Marie is a different woman to different people. To Garbo she was strong and controlling, to Fonteyn she had “
something of that vulnerability of the feminine woman, like Marilyn Monroe.” Duality was part of her nature; like Violetta, she was addicted to pleasure but beset by misgivings. And if their circumstances had been the same, who knows whether Marie would have made Violetta’s selfless choice? She believed herself capable of an infinite capacity to give—“
Oh how I could have loved!” she once exclaimed—and she, too, underwent a spiritual journey, begging forgiveness and wanting to atone for her moral irresponsibility.
Performance history has made this a love story between an older woman and a possessive youth, but it should be remembered that Marie was only twenty-three when she died. To the men whose sexual needs she served she brought beauty, grace, and distinction, and at the same time she elevated every aspect of her own life with the sensibility of an artist. This is what Dumas fils meant when he described Marie to his father as “
far superior to the profession she practises.” It was something also recognised by Liszt, whose attachment to Marie may have had consequences far more profound than their brief liaison. “
Without her knowing it,” he wrote, “she put me into the vein of poetry and music.” Marie Duplessis was one of the great romantic muses, and that, to me, is reason enough to tell her own, unsung story.

Part One
Alphonsine
 
Waif

O
N AN EARLY
summer afternoon in 1841, the stagecoach from Paris drew up in front of the Hôtel de La Poste in Nonant, a village in Lower Normandy. Among the alighting passengers were two girls in their late teens: the tall one, pale and elegantly dressed, was Alphonsine Plessis, a fledgling courtesan; the other, plump and pink-cheeked, was her maid, Rose.

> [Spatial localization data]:
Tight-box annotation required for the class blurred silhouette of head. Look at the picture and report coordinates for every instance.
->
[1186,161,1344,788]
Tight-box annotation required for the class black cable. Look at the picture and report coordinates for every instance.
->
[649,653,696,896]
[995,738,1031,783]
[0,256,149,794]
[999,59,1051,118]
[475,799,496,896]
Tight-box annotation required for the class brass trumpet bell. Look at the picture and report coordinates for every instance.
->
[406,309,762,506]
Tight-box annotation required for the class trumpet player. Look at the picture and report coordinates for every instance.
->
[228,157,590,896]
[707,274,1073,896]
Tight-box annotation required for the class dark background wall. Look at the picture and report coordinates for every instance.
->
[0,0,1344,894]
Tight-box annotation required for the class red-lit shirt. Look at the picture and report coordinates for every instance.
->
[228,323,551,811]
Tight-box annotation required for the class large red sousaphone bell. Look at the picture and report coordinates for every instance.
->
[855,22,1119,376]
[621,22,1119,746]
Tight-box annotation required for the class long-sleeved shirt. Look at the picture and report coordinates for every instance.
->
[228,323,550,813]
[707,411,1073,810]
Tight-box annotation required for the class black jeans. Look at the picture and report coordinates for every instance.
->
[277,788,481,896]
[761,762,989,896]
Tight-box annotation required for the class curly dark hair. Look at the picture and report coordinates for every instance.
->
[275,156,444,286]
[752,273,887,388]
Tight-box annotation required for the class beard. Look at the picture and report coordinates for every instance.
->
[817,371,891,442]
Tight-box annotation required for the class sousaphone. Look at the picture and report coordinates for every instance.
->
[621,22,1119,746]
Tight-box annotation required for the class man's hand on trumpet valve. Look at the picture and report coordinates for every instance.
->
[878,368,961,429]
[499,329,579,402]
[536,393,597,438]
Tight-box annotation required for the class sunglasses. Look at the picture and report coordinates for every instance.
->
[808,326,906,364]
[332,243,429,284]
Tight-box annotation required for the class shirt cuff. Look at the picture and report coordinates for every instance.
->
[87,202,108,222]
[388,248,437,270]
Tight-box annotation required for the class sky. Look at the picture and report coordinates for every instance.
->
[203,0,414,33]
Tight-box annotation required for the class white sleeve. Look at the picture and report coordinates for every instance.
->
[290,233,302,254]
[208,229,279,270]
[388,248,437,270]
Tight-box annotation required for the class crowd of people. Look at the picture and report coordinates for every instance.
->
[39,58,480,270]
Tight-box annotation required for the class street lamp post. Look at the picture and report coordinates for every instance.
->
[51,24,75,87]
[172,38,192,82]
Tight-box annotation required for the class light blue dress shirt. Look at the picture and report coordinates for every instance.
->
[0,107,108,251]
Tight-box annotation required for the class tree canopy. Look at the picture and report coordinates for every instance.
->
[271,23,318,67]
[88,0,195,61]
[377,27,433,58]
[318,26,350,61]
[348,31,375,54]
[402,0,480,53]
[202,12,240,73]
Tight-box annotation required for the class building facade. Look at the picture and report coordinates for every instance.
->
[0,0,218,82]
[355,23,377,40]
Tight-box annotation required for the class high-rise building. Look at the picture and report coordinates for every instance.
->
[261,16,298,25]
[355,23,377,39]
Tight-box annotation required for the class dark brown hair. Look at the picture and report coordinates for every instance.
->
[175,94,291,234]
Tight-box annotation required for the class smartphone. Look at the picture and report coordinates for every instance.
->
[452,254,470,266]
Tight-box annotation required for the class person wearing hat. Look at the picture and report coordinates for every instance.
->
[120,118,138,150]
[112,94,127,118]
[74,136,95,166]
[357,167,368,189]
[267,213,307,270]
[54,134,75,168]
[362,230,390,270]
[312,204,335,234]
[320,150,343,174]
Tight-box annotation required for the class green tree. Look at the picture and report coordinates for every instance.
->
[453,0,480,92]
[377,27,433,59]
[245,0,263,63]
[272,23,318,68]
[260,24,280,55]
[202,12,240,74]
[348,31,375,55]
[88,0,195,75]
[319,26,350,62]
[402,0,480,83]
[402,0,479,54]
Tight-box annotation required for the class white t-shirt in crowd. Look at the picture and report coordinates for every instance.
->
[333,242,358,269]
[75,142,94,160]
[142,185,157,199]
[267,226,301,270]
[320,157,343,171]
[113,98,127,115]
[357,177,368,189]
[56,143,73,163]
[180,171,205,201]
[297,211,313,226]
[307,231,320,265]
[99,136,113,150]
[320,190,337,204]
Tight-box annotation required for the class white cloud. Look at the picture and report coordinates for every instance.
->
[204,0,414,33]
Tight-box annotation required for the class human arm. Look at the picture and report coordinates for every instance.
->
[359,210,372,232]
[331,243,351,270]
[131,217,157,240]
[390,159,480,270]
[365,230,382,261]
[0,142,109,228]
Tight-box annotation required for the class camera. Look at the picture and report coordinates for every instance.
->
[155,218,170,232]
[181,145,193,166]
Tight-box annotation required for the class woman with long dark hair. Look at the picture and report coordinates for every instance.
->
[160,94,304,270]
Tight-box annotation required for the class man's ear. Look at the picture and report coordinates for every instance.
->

> [Work instructions]:
[1] Using the text on Marie Duplessis, write out the passage from "Performance history has" up to and including "own, unsung story.", with "affair" substituted for "liaison".
[2] List every place name in the text on Marie Duplessis, including the name of the hotel.
[3] Translate this sentence from the text on Marie Duplessis into Spanish: "Marie Duplessis was one of the great romantic muses, and that, to me, is reason enough to tell her own, unsung story."

> [Answers by item number]:
[1]
Performance history has made this a love story between an older woman and a possessive youth, but it should be remembered that Marie was only twenty-three when she died. To the men whose sexual needs she served she brought beauty, grace, and distinction, and at the same time she elevated every aspect of her own life with the sensibility of an artist. This is what Dumas fils meant when he described Marie to his father as “
far superior to the profession she practises.” It was something also recognised by Liszt, whose attachment to Marie may have had consequences far more profound than their brief affair. “
Without her knowing it,” he wrote, “she put me into the vein of poetry and music.” Marie Duplessis was one of the great romantic muses, and that, to me, is reason enough to tell her own, unsung story.

[2] Paris, Hôtel de La Poste, Nonant, Lower Normandy

[3] Marie Duplessis fue una de las grandes musas románticas, y eso, para mí, es razón suficiente para contar su propia historia, nunca contada.